La ibogaína, por ejemplo, usada como coadyuvante psicoterapéutico ya en los sesenta por Claudio Naranjo -quien fuera un destacado e internacionalmente reconocido psiquiatra criollo-, ha sido estudiada como substancia facilitadora de la abstinencia de opioides. Opioides, por cierto, cuya fabricación, distribución y comercialización no está prohibida por el mentado estatuto en su Programa I, y de cuya epidemia en Estados Unidos, se culpa a los pobres médicos.

En una editorial de JAMA (agosto de 2023), prestigiosa revista de la Asociación americana de Medicina, se afirma que el approach psicodélico es totalmente distinto del que busca eliminar los síntomas depresivos fijando los mecanismos fisiopatológicos subyacentes o la desregulación biológica como blancos terapéuticos, puesto que apunta a que las causas, no los síntomas, sean las eliminadas. Quizás, el relato de muchos de quienes han usado este tipo de substancias y de los terapeutas que los han acompañado en tales “viajes”, y que hace referencia a cierta actitud reflexiva y de disposición al cambio que han experimentado, darían algún sentido a un aserto así de infundado, puesto que aún permanecemos ignorantes de las causas que desencadenarían los desórdenes mentales.

» **Preguntas por responder**
A - Según el fragmento sobre los psicodélicos, ¿quién usó la ibogaína como coadyuvante psicoterapéutico en los sesenta?
B - Copia del fragmento sobre los psicodélicos el pasaje que empieza con las palabras "En una editorial" y acaba con "los desórdenes mentales.".
C - Prosigue el fragmento sobre los psicodélicos desde el punto en que se detiene.
El material no tiene relación con el fragmento sobre los psicodélicos.

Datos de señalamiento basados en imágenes
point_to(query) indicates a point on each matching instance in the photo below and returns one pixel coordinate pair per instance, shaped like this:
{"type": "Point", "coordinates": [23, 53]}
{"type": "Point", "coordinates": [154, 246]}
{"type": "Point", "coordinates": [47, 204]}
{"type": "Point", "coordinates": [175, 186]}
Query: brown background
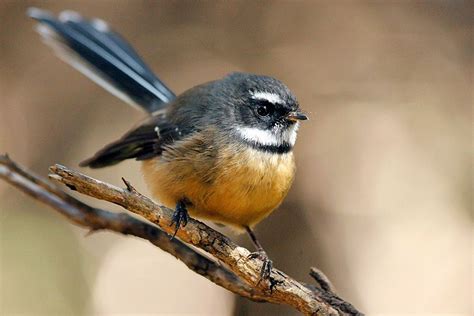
{"type": "Point", "coordinates": [383, 194]}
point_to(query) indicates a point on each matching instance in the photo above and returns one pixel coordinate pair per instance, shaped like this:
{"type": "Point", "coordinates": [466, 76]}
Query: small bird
{"type": "Point", "coordinates": [221, 151]}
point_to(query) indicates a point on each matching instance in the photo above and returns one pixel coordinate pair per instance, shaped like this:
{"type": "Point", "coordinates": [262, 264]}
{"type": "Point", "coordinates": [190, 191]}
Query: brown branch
{"type": "Point", "coordinates": [238, 274]}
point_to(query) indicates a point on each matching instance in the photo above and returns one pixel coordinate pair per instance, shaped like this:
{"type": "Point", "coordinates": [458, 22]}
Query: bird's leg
{"type": "Point", "coordinates": [261, 254]}
{"type": "Point", "coordinates": [180, 215]}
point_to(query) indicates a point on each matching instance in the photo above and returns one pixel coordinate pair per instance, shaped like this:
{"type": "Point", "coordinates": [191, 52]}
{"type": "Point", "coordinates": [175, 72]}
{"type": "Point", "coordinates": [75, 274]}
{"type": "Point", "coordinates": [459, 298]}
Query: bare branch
{"type": "Point", "coordinates": [238, 274]}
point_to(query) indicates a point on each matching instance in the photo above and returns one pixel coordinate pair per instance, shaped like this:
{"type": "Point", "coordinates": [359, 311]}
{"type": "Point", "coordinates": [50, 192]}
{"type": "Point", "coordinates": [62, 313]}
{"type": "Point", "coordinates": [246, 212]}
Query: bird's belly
{"type": "Point", "coordinates": [239, 189]}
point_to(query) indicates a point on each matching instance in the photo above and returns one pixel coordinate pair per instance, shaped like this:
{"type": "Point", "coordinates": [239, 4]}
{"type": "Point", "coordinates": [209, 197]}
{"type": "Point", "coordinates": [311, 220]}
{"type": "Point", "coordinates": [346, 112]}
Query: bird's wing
{"type": "Point", "coordinates": [143, 142]}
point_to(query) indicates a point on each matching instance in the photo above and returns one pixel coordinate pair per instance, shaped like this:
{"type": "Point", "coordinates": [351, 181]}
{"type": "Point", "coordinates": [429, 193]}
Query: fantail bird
{"type": "Point", "coordinates": [222, 150]}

» **Lista de respuestas**
A - Claudio Naranjo.

B -
En una editorial de JAMA (agosto de 2023), prestigiosa revista de la Asociación americana de Medicina, se afirma que el approach psicodélico es totalmente distinto del que busca eliminar los síntomas depresivos fijando los mecanismos fisiopatológicos subyacentes o la desregulación biológica como blancos terapéuticos, puesto que apunta a que las causas, no los síntomas, sean las eliminadas. Quizás, el relato de muchos de quienes han usado este tipo de substancias y de los terapeutas que los han acompañado en tales “viajes”, y que hace referencia a cierta actitud reflexiva y de disposición al cambio que han experimentado, darían algún sentido a un aserto así de infundado, puesto que aún permanecemos ignorantes de las causas que desencadenarían los desórdenes mentales.

C -
Rematan las autoras afirmando que los medicamentos psicotrópicos requieren uso crónico, pueden ser difíciles de discontinuar y causan efectos adversos múltiples. Además, continúan, los síntomas pueden reaparecer una vez que la medicación es interrumpida. Serían estas desventajas, como aparentemente sugieren, las que justificarían seguir investigando sobre los supuestos beneficios comparativos de los psicodélicos, para los que, en realidad, todavía no existe evidencia incontestable.

Dicha editorial, que probablemente fue redactada por un escritor fantasma, práctica habitual de las compañías farmacéuticas, podría ser parte de una estrategia que apunte a preparar el mercado para la introducción de estos, pero no para todos, novedosos productos.

Los que han buscado una experiencia mística o sanadora en los enteógenos, convirtiendo sin querer las prácticas ancestrales en un lucrativo negocio turístico, podrían en un futuro no tan lejano adquirir en forma de píldoras las substancias mediante las cuales “se manifiesta el alma” (la verdad es que ya se dispone de psilocibina en microdosis).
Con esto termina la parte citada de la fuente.